▶ **実施する作業**:
[1] マツダ3セダンの文章から、「新型マツダ3セダンをデザイン」を含む語句で始まり「大人っぽくまとめられている。」で終わる部分をそのまま抜き出す。
[2] マツダ3セダンの文章をもとに、次の問いに答える。
(a) 新型の全長は何mm拡大されたか。
(b) ファストバックが切り詰めていたのはどこか。
(c) セダンに用いられているクロームメッキのパーツは何か。

新型マツダ3セダンをデザインする際、そのコンセプトの一つとして伝統的な3ボックスデザインと美しさの融合を考慮したそうだ。新型の全長は80mm拡大されたものの、フロントからリヤにかけての流麗なボディラインは踏襲され、ロングノーズ/ショートデッキの4ドアクーペ的なフォルムは健在。先代から続く、スタイリッシュなセダンというキャラクターは、さらに強まったとも言えるだろう。

セダンとファストバックを並べてみると、セダンはショート&ハイデッキを備えていることに加えて、ファストバックはリヤオーバーハングを切り詰めていたこともあり、セダンには伸びやかで落ち着いた雰囲気を強く感じることができる。同じようにスポーティを意識してデザインされているが、カジュアルな印象が強いファストバックに対して、クロームメッキのシグネーチャーウイングなどを用いることもあり、セダンは大人っぽくまとめられている。

▶ **提供データ**:
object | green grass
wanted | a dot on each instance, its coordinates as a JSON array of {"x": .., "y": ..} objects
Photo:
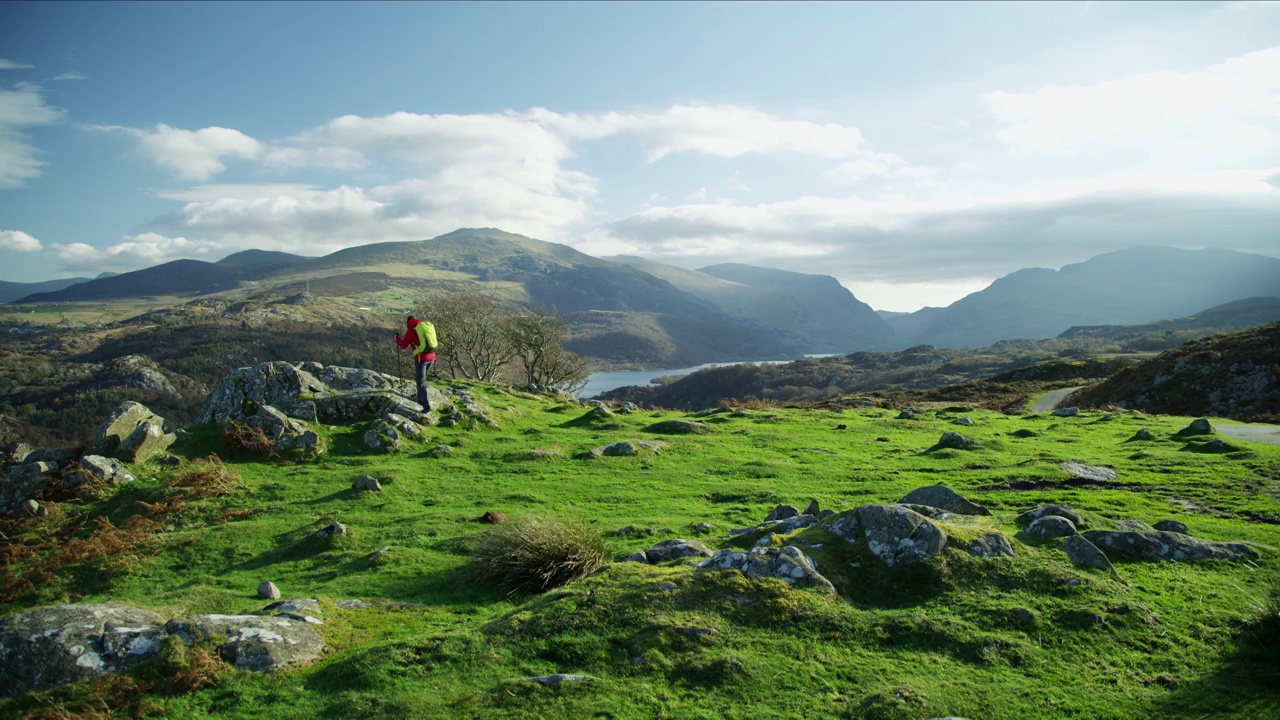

▶ **作業別の出力**:
[1]
新型マツダ3セダンをデザインする際、そのコンセプトの一つとして伝統的な3ボックスデザインと美しさの融合を考慮したそうだ。新型の全長は80mm拡大されたものの、フロントからリヤにかけての流麗なボディラインは踏襲され、ロングノーズ/ショートデッキの4ドアクーペ的なフォルムは健在。先代から続く、スタイリッシュなセダンというキャラクターは、さらに強まったとも言えるだろう。

セダンとファストバックを並べてみると、セダンはショート&ハイデッキを備えていることに加えて、ファストバックはリヤオーバーハングを切り詰めていたこともあり、セダンには伸びやかで落ち着いた雰囲気を強く感じることができる。同じようにスポーティを意識してデザインされているが、カジュアルな印象が強いファストバックに対して、クロームメッキのシグネーチャーウイングなどを用いることもあり、セダンは大人っぽくまとめられている。

[2]
(a) 80mm
(b) リヤオーバーハング
(c) シグネーチャーウイング